## Exercise material

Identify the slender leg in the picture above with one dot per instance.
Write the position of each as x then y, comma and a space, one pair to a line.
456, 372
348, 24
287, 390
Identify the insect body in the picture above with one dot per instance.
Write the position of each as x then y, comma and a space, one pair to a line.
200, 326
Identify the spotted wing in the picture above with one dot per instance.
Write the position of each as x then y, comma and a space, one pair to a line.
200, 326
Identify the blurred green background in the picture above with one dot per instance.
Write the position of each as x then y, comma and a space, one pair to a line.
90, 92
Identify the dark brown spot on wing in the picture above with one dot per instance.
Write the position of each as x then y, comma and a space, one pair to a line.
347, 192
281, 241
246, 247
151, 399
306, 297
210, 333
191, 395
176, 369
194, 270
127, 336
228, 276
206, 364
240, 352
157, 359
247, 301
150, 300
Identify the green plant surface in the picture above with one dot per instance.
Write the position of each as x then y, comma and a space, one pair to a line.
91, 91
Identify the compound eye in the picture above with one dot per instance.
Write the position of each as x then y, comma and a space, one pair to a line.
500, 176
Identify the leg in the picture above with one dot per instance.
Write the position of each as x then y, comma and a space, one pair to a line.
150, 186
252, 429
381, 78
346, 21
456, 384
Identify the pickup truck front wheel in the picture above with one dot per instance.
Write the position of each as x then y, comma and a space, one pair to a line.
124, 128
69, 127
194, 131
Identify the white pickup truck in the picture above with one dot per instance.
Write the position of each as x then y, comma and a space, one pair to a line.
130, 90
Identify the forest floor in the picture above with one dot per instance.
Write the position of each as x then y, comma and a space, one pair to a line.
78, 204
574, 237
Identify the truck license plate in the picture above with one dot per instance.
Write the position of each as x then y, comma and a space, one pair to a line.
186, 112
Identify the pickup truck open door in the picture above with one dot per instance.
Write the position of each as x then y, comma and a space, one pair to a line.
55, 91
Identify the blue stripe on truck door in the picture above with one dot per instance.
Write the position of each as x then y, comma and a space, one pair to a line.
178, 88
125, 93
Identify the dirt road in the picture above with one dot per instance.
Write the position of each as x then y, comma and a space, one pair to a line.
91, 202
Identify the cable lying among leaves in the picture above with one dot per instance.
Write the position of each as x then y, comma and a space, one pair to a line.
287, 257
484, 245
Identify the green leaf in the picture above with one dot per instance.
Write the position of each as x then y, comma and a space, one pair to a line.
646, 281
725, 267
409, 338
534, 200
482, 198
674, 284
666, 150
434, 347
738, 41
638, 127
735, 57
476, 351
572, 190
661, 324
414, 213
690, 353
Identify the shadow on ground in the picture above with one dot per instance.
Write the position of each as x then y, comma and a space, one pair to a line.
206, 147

## Short task
Every entry must be quoted exactly as it appears above.

## Task answer
Identify the slender leg in the picture above with one dot per instance.
Write the position of each as x then y, comma and a space, one pair to a line.
456, 372
348, 24
287, 390
Identify the insect body in the picture above with one dot per instance.
Write the position of each as x then y, comma and a space, one pair to a line.
200, 326
Identify the spotted wing in the picture above with one dot per instance.
Write the position of each as x then y, comma and a space, one pair to a line.
200, 326
Identify the blurred green background in the picture above with one dot per instance.
Write the position of each as x then y, comma and a space, one pair to a line.
90, 92
Identify the dark brown spot on wing in the picture above with one dot per instance.
Write the position of each as x then y, comma and a space, one pair to a line.
347, 192
281, 241
246, 247
151, 399
306, 297
210, 333
191, 395
176, 369
194, 270
127, 336
228, 276
206, 364
240, 352
157, 359
247, 301
150, 300
Identify the green plant surface in the picture above with one dot per instance.
Write the position of each as x then y, comma and a space, one pair to a line.
91, 91
Identify the compound eye in the picture above with one dot per instance.
Write the position of each as x then y, comma and a space, one pair to a line.
500, 176
Identify the leg in the picture above with one dot per instance.
Write the position of each as x then y, comma and a space, one pair to a line.
150, 186
252, 429
381, 78
346, 21
456, 384
Identify the pickup truck front wheel in the picture above with one dot per instance.
Write the position of each as x then y, comma and a space, one pair to a line.
124, 128
69, 127
194, 131
Identify the white pickup truck in the picture above with one dot per instance.
Write the position of each as x then y, comma and a space, one pair to a line.
130, 90
Identify the forest floor in the picture above with one dot per instance.
Write the position of each as x then y, comma and a space, one pair to a line.
78, 204
574, 237
Identify the truck license plate in the picture above with one dot per instance.
Write the position of each as x then y, comma and a space, one pair to a line.
186, 112
Identify the pickup truck open door in the picture above with one dot per instance.
Write the position of each as x then y, comma and a space, one pair to a line.
55, 91
Identify the blue stripe on truck door in the picture above with one dot per instance.
Write the position of each as x then y, comma and a space, one pair to a line.
178, 88
125, 93
Identify the dirt road in the picture above with one dot per instance.
Write the position of each as x then y, comma and a space, one pair to a line.
91, 202
Identify the cable lying among leaves in the picture above with one dot per instance.
Write the position of each as x then y, comma and a space, one pair to a line.
287, 257
484, 245
Identify the green leaf in the picture above with one dot per instance.
Write the position of each as x then y, comma and a space, one pair to a line.
646, 281
725, 267
409, 338
534, 200
482, 198
674, 284
666, 150
434, 347
738, 41
638, 127
735, 57
476, 351
572, 190
661, 324
414, 213
690, 353
Identify the shadow on ground in the picture above with one dot per instance.
Write the position of each as x then y, comma and a space, one pair to a line.
206, 147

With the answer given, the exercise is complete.